RECORDS FOR THIS TASK -
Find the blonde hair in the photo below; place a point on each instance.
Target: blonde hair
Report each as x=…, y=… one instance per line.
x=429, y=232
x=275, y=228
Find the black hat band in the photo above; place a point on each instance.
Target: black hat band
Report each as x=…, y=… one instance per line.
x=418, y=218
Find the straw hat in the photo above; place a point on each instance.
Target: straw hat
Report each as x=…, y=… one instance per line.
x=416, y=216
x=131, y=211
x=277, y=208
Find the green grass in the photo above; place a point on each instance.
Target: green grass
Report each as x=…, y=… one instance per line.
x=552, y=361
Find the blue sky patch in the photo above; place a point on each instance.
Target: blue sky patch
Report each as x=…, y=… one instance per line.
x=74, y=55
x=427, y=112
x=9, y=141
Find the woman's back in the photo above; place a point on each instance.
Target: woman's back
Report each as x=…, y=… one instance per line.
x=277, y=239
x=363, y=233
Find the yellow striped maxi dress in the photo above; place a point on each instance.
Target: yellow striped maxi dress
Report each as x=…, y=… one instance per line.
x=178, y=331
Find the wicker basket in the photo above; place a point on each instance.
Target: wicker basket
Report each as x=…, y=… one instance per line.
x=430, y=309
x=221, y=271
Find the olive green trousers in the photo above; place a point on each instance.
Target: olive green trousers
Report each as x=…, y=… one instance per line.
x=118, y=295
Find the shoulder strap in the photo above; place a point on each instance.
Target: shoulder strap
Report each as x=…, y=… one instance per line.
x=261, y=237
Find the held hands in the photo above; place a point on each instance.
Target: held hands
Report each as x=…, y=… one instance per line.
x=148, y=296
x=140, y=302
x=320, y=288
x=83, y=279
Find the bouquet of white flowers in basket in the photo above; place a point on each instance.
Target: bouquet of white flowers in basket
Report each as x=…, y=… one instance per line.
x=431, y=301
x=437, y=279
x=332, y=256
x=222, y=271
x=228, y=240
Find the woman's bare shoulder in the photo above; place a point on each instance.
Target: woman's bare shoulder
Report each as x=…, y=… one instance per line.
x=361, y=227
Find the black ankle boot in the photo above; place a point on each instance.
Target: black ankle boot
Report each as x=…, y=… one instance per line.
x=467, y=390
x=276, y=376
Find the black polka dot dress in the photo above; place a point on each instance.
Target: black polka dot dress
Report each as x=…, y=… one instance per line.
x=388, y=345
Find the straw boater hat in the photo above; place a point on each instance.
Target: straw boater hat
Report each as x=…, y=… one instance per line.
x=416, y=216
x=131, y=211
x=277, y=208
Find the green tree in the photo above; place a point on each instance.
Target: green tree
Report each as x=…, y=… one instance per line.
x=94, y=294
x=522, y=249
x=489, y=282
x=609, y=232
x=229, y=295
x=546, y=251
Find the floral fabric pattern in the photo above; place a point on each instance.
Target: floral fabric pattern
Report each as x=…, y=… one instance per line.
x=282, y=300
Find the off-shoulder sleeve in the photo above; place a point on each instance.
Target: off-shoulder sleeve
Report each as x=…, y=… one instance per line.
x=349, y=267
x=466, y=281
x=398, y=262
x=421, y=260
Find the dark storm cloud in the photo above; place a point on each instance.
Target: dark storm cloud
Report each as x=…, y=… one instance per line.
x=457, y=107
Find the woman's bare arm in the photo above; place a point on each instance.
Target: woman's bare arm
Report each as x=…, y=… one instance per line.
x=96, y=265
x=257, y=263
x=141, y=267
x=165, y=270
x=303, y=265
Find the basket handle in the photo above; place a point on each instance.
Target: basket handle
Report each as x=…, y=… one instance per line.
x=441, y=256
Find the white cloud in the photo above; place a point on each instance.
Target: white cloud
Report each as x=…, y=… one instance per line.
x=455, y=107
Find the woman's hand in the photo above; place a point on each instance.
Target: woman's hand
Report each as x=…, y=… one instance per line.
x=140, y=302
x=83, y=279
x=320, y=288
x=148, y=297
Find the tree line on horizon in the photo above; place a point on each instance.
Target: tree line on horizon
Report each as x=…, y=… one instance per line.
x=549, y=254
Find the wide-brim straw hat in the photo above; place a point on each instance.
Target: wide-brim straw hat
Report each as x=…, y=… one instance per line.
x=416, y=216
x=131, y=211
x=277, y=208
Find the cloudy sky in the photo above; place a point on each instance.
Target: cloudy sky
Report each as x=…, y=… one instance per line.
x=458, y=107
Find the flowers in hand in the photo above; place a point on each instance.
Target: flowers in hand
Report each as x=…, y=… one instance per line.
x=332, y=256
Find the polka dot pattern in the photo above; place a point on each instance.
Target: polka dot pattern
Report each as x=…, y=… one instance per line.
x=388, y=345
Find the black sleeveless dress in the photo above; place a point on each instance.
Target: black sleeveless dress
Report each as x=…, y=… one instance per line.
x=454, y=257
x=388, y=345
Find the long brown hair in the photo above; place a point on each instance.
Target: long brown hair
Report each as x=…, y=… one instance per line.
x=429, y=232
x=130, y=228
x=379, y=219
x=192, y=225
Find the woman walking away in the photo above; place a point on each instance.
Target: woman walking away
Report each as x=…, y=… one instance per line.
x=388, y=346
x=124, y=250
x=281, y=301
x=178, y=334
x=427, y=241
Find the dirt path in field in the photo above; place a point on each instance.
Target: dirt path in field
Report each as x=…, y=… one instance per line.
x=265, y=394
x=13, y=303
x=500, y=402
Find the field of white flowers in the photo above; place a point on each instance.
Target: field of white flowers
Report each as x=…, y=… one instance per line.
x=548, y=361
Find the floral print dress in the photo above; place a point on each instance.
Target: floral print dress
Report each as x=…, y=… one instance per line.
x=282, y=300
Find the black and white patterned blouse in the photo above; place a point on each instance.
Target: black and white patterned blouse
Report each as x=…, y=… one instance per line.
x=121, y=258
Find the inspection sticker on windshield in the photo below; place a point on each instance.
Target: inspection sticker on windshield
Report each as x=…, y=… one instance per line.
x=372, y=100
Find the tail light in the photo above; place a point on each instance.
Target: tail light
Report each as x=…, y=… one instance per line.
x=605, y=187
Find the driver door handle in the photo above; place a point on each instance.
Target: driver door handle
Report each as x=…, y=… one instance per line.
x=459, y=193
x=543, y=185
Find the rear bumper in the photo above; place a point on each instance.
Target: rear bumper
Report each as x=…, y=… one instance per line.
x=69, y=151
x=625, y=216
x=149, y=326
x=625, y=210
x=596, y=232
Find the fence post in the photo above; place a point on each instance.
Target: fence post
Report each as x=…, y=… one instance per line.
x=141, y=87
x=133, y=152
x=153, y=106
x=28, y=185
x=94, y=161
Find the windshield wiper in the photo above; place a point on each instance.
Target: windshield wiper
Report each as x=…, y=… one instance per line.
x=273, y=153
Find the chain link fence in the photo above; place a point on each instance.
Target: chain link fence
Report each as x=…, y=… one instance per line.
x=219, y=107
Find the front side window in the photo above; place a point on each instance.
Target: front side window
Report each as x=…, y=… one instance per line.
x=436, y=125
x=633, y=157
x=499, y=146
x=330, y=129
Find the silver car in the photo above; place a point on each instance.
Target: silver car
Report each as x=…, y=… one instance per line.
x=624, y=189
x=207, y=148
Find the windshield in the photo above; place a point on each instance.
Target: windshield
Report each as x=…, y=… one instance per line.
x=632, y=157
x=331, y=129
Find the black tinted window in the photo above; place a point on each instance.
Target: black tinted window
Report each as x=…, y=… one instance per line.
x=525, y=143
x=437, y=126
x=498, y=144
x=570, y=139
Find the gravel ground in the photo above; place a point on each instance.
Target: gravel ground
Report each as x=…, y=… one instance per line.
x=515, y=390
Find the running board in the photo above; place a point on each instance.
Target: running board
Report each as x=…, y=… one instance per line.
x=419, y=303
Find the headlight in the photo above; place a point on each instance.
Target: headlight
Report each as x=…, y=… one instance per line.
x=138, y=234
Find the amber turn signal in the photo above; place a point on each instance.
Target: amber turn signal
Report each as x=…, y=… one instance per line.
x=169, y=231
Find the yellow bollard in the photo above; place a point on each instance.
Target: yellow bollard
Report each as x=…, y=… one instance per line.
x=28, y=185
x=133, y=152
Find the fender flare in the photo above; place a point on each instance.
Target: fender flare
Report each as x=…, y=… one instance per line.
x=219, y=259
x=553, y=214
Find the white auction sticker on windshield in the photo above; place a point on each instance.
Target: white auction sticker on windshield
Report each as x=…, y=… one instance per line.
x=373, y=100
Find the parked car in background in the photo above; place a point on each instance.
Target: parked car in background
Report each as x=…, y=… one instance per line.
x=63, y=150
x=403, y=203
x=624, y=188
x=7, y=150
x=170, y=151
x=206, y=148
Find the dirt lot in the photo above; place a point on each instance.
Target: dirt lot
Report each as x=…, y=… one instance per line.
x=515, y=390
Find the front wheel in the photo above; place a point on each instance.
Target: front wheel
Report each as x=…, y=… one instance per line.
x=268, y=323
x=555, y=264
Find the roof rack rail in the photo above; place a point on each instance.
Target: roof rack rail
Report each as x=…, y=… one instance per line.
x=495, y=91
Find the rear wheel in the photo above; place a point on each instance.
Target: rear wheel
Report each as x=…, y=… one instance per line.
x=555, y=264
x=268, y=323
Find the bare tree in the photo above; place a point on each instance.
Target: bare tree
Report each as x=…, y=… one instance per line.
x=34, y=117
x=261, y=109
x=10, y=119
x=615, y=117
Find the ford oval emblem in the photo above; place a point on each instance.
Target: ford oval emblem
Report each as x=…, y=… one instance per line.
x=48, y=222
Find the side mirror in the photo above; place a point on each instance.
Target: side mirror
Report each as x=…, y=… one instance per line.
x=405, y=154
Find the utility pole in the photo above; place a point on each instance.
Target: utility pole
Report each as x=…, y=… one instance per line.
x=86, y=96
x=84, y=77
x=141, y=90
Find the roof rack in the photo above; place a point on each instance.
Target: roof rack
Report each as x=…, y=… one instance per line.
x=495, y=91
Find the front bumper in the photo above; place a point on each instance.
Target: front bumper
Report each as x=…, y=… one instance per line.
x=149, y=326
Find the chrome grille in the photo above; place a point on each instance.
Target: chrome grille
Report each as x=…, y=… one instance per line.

INSTRUCTIONS FOR THE TASK - Give back, unchanged, the lines that run from the one containing "Find the chain" through the one containing "x=373, y=100", with both of those lines included.

OUTPUT BELOW -
Find the chain link fence in the photo above; place a point on each instance.
Target: chain link fence
Report each as x=…, y=… one instance per line.
x=219, y=107
Find the front side window in the photo above; place a point on each instance.
Target: front side window
Report each as x=…, y=… one instance per line.
x=436, y=125
x=633, y=157
x=499, y=146
x=330, y=129
Find the silver car in the photo above; place a point on each instance.
Target: silver car
Report each as x=…, y=… one instance per line.
x=624, y=189
x=207, y=148
Find the windshield in the photo above; place a point on each instance.
Target: windshield
Report each as x=…, y=… one instance per line.
x=632, y=157
x=331, y=129
Find the black tinted window in the photo above; place a point on each instance.
Target: black tinted window
Report each as x=…, y=… one instance per line.
x=525, y=143
x=437, y=126
x=498, y=144
x=570, y=139
Find the gravel ground in the photo above; place a point on each instance.
Target: gravel ground
Report each as x=…, y=… one instance per line.
x=515, y=390
Find the running board in the photo above; place a point on each instance.
Target: running board
Report each as x=…, y=… one instance per line.
x=419, y=303
Find the headlight in the photo above; place a point on each instance.
Target: headlight
Report each as x=…, y=… one instance per line.
x=138, y=234
Find the amber turn signal in the photo above; place a point on each instance.
Target: amber turn signal
Report each as x=…, y=… one instance per line.
x=169, y=231
Find the yellow bollard in the photo above; place a point on each instance.
Target: yellow bollard
Report each as x=…, y=… one instance per line.
x=28, y=185
x=133, y=152
Find the fender flare in the photo above; place a point on each instance.
Target: fender flare
Report each as x=…, y=… one instance per line.
x=219, y=259
x=553, y=214
Find the white auction sticker on windshield in the photo above; place a point on each instance.
Target: white auction sticker on windshield
Report each as x=…, y=… one instance per line.
x=373, y=100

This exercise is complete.